▸ REQUEST
Return, unchanged, the data lines starting at the line containing "For each <instance> block, the" and running through the line containing "box: [579, 766, 594, 857]", including both of those lines.

▸ Dataset entries
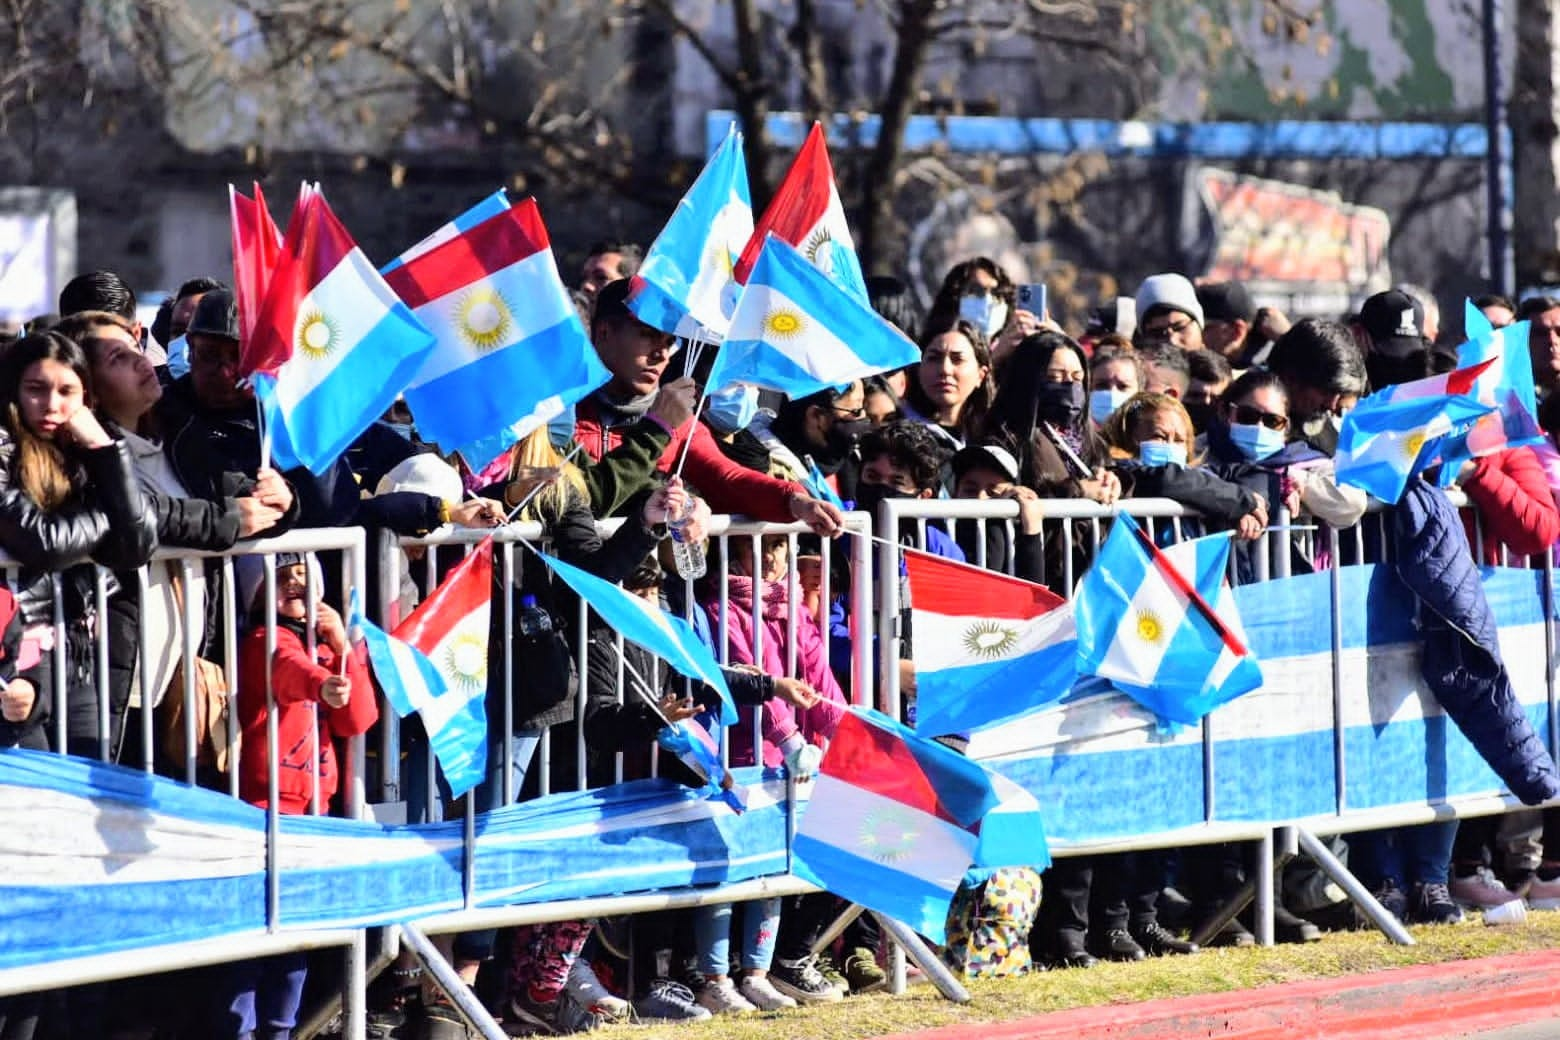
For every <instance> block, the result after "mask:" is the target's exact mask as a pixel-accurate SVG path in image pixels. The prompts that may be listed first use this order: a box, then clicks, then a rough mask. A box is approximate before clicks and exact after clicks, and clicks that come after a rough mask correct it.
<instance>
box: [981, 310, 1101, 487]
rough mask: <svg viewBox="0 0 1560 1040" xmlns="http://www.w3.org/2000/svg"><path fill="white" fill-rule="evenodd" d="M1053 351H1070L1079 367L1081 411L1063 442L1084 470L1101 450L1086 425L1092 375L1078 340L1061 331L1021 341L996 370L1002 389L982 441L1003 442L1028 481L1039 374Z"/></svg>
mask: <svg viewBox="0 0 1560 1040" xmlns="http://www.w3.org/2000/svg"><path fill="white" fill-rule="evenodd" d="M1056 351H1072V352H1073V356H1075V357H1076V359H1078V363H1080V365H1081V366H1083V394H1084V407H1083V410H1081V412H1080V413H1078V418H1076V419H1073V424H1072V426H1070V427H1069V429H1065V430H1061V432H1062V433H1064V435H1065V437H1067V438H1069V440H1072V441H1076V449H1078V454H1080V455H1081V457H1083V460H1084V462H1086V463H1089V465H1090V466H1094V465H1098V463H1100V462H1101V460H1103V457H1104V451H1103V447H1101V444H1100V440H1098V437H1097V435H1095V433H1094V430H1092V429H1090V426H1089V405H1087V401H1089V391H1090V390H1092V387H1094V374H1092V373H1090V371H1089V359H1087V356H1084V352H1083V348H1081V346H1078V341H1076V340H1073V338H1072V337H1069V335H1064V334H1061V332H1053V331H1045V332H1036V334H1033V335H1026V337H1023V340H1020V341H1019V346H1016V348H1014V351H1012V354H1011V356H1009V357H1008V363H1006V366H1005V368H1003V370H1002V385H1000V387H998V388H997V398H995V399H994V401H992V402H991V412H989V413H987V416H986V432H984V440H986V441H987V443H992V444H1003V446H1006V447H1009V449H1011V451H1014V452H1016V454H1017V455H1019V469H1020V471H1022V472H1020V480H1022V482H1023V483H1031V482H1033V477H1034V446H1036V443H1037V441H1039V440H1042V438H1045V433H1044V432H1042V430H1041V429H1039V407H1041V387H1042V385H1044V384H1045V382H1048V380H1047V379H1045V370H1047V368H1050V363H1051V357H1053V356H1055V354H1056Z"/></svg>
...
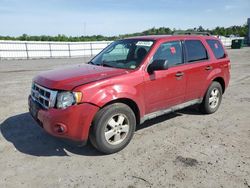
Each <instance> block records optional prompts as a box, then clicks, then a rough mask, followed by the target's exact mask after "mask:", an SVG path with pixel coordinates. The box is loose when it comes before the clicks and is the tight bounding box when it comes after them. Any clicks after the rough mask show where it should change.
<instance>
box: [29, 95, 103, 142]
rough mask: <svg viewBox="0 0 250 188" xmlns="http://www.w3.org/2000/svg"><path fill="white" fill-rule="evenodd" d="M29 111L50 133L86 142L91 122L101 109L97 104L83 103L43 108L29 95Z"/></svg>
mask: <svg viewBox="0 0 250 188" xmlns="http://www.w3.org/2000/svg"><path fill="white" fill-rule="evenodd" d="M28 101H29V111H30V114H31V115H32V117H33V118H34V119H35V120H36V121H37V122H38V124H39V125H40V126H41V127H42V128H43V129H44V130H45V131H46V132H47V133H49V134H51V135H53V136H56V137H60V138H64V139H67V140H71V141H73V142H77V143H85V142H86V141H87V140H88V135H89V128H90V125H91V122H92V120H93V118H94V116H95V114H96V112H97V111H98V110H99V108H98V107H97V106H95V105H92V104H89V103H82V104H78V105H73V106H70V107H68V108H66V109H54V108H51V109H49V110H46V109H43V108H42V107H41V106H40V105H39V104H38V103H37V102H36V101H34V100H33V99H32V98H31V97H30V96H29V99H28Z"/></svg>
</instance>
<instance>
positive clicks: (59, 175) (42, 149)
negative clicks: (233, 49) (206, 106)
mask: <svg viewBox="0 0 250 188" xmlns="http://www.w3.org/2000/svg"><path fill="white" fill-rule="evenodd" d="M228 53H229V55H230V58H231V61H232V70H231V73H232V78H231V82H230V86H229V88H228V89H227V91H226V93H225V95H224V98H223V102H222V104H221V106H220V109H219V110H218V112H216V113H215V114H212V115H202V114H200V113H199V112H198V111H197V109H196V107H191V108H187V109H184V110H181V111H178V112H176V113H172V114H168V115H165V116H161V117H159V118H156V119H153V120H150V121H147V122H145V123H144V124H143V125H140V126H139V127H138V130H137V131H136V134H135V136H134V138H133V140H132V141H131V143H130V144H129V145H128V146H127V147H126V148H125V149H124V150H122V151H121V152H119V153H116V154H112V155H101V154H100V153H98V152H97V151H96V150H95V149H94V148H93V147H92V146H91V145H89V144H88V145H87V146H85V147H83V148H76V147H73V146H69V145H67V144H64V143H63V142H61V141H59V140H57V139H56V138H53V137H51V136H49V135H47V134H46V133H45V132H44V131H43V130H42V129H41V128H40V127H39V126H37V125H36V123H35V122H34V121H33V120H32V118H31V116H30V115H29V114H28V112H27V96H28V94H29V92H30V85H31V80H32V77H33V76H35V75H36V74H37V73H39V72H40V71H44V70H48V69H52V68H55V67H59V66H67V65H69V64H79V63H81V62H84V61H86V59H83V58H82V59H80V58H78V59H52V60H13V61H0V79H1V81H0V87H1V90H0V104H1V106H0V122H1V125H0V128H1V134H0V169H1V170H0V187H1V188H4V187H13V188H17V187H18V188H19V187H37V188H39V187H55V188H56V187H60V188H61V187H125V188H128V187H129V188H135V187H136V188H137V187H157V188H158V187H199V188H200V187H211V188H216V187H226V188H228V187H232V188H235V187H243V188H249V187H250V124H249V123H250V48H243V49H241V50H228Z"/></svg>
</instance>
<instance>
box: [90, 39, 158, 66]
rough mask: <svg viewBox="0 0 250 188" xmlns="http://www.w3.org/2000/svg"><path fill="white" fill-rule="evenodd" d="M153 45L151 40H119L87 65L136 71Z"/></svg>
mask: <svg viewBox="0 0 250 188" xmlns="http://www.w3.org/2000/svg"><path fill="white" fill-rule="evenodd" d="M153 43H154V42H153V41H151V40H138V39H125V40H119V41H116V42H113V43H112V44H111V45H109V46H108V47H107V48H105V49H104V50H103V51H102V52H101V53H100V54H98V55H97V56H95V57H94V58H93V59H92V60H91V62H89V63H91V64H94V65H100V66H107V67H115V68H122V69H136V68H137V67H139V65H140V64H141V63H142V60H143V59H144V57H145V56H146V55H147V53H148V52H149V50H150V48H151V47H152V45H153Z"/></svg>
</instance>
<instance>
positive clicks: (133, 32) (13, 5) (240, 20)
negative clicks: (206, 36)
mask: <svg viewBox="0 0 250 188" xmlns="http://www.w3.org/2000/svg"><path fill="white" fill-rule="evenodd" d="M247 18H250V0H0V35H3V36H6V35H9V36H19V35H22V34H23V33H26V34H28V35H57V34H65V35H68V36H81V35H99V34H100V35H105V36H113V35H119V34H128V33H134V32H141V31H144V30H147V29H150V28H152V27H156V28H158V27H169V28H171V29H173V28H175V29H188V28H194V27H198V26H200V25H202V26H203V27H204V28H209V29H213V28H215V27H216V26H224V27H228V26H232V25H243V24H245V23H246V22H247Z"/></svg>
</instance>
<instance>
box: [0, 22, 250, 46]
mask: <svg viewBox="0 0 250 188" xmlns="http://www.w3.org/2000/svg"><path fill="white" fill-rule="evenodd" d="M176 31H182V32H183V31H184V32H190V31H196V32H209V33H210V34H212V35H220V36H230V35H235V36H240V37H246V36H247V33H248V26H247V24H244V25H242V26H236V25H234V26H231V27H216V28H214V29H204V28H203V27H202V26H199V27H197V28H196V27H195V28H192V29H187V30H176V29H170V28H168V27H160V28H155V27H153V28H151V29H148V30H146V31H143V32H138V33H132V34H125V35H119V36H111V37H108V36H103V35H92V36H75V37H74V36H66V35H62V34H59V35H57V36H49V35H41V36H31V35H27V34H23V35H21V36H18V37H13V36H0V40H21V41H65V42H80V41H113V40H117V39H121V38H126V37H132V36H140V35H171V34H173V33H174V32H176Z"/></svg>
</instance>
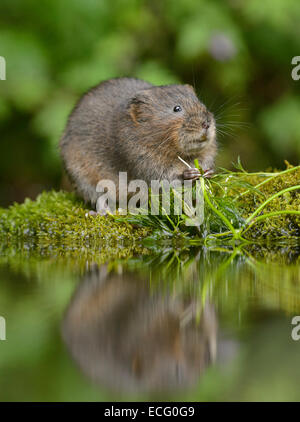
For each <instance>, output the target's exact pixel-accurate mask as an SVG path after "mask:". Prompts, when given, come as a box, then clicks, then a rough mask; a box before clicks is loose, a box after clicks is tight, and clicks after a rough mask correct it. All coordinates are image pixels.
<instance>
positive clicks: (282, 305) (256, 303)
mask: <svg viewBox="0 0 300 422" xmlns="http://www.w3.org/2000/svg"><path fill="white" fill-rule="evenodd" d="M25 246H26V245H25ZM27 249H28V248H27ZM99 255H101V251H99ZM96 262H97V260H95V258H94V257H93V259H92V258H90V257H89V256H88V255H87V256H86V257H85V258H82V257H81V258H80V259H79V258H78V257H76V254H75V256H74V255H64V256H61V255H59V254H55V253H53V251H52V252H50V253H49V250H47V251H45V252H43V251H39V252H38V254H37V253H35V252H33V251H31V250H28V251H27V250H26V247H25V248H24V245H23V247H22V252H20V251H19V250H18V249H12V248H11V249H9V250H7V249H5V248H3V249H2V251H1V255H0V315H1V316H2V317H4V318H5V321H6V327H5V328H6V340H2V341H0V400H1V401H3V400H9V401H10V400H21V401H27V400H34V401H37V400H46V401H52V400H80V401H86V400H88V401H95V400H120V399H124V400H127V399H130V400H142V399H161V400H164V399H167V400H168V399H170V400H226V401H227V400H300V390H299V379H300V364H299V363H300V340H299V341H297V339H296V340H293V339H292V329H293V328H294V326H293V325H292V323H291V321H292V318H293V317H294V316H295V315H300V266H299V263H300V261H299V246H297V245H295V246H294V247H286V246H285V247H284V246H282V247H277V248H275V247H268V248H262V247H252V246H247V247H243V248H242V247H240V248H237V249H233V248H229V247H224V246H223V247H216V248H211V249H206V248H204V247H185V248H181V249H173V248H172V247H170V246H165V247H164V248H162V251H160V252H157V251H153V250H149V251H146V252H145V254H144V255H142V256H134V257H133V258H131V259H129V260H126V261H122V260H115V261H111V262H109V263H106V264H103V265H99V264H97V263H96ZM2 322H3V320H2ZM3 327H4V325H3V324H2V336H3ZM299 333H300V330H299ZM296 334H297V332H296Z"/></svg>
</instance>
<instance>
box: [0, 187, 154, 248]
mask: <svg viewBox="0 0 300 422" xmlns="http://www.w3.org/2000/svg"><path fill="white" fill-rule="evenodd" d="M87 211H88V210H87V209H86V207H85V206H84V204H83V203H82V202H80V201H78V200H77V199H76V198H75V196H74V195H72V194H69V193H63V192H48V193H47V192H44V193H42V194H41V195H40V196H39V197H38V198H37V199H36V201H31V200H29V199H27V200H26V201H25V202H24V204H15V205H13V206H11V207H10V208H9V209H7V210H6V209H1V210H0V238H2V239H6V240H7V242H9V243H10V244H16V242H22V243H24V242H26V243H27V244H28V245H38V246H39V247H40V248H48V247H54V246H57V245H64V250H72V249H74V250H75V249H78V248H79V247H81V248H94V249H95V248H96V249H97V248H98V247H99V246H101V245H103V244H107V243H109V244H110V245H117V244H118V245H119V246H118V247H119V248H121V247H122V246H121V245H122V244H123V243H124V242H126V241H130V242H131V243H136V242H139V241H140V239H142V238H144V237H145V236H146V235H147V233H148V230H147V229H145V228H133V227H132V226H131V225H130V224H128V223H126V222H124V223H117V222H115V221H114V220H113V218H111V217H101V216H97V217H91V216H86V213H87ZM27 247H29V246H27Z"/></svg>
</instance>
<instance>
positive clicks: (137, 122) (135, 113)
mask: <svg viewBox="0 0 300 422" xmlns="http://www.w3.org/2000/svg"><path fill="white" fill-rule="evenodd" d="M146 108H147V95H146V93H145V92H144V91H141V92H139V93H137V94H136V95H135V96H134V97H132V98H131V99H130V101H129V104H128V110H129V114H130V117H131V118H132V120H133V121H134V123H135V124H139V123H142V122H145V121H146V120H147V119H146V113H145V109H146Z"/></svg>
---
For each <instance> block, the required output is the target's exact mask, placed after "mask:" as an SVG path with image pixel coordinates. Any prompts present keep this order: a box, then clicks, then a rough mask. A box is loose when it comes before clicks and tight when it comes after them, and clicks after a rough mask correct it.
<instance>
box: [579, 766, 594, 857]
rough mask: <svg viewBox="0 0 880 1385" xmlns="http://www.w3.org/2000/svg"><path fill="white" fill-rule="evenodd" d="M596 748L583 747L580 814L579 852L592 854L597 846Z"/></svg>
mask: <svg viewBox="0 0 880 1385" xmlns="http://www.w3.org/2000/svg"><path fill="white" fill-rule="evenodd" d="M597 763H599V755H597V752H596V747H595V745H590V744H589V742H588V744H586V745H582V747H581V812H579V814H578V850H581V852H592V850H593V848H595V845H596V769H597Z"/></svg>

▸ RESULT
For each <instance> block, the required output is the target's exact mask, placed after "mask:" as an SVG path with image pixel coordinates. Any prompts present keep this order: a box, then clicks, then a rough mask. A box is loose when it comes before clicks and tight when it comes after them, and clicks after a rough mask correct it.
<instance>
box: [579, 766, 594, 857]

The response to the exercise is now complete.